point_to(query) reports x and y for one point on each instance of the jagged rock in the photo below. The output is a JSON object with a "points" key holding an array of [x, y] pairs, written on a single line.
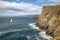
{"points": [[49, 20]]}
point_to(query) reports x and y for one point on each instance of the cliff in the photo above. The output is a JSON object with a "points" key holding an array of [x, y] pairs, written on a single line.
{"points": [[49, 20]]}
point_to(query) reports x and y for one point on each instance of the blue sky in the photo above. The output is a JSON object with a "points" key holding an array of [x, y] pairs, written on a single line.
{"points": [[24, 7]]}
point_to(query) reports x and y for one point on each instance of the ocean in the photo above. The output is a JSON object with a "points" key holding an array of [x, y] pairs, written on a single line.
{"points": [[20, 28]]}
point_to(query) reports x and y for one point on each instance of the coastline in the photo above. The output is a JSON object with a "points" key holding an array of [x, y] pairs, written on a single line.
{"points": [[42, 33]]}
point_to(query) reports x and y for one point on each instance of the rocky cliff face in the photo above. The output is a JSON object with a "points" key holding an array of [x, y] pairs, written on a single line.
{"points": [[49, 20]]}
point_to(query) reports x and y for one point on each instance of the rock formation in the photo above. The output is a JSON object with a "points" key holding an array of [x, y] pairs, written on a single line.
{"points": [[49, 20]]}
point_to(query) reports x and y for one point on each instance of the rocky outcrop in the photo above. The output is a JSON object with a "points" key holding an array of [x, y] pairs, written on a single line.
{"points": [[36, 16], [49, 20]]}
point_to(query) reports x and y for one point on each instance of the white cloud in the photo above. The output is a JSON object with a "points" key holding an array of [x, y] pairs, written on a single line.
{"points": [[55, 0], [22, 8]]}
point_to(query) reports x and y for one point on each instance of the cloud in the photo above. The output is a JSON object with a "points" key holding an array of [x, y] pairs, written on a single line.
{"points": [[22, 8]]}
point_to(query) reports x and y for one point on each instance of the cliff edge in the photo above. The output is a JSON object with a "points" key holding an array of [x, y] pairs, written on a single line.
{"points": [[49, 20]]}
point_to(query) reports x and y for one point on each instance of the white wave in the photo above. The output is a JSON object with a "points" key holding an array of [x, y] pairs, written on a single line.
{"points": [[28, 37], [12, 31], [34, 26], [43, 34]]}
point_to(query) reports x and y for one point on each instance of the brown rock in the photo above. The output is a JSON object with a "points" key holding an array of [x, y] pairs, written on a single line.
{"points": [[49, 20]]}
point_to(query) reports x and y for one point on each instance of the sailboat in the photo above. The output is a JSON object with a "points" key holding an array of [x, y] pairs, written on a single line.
{"points": [[11, 20]]}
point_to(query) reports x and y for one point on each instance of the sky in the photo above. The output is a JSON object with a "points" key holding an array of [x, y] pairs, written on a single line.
{"points": [[24, 7]]}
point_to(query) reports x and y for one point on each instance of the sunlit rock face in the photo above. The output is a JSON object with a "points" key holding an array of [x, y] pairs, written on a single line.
{"points": [[49, 20], [36, 16], [47, 13]]}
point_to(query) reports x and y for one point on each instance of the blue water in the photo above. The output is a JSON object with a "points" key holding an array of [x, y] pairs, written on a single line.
{"points": [[18, 29]]}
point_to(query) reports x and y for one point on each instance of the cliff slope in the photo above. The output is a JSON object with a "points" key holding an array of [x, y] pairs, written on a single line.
{"points": [[49, 20]]}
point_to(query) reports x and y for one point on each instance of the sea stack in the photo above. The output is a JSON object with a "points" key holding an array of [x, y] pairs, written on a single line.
{"points": [[49, 20]]}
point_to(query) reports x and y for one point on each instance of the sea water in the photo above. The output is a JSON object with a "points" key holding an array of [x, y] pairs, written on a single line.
{"points": [[21, 28]]}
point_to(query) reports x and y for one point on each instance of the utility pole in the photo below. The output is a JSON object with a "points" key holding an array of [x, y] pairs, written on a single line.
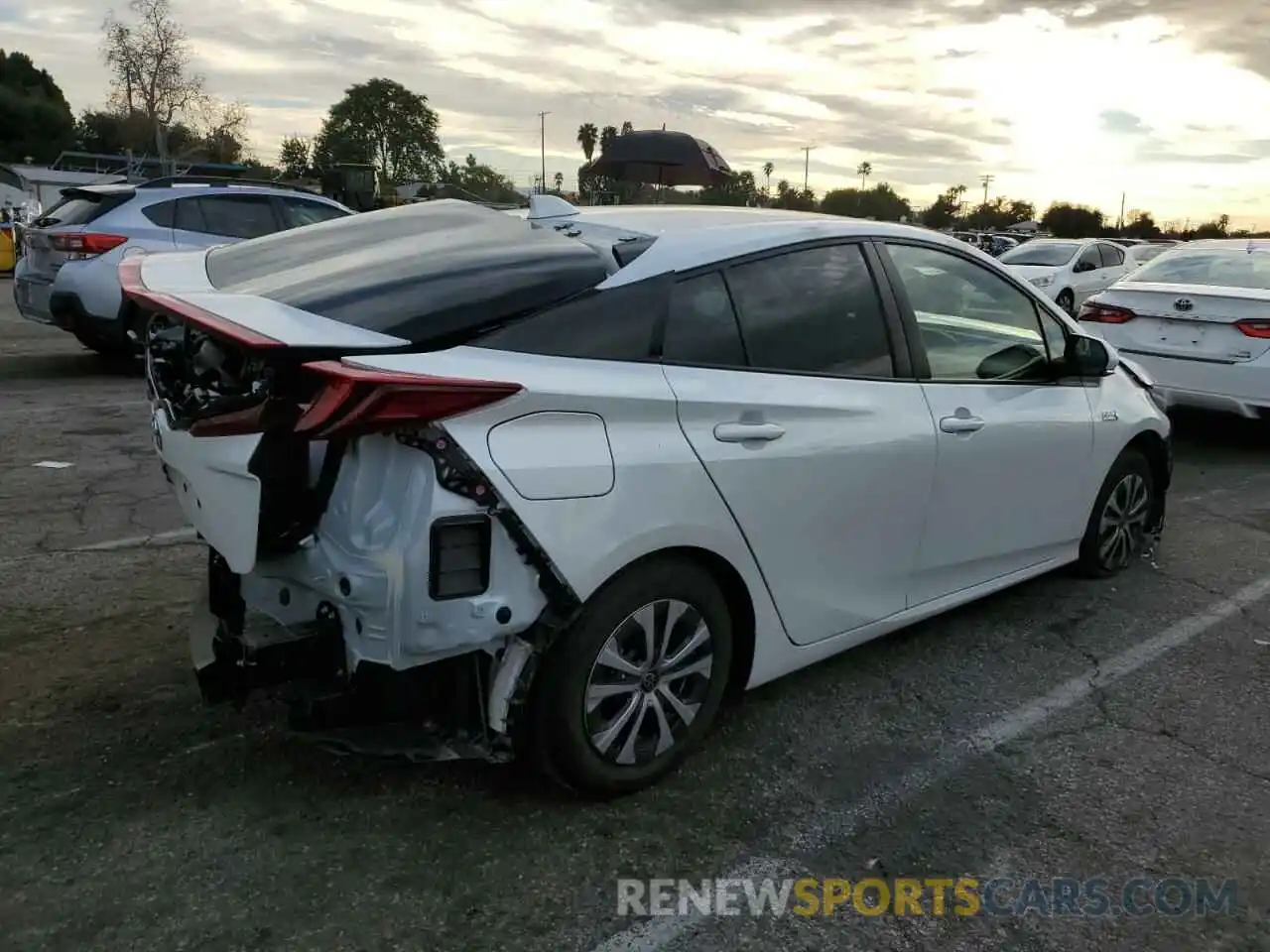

::::::::

▸ **Stated problem**:
Extract every line above that contains the string "face". Case counts.

▸ **Result of this exercise**:
point_to(query) reports x and y for one point on each instance of the rocky cliff face in the photo above. The output is a JSON object with a "points" key holding an array of [x, y] pairs, written on a single line.
point_to(query) reports x and y for one point on each instance of the sunlit rock face in the photo above. The output is a JSON object with a "points" key holding an array of [x, y] pairs, written on a single line.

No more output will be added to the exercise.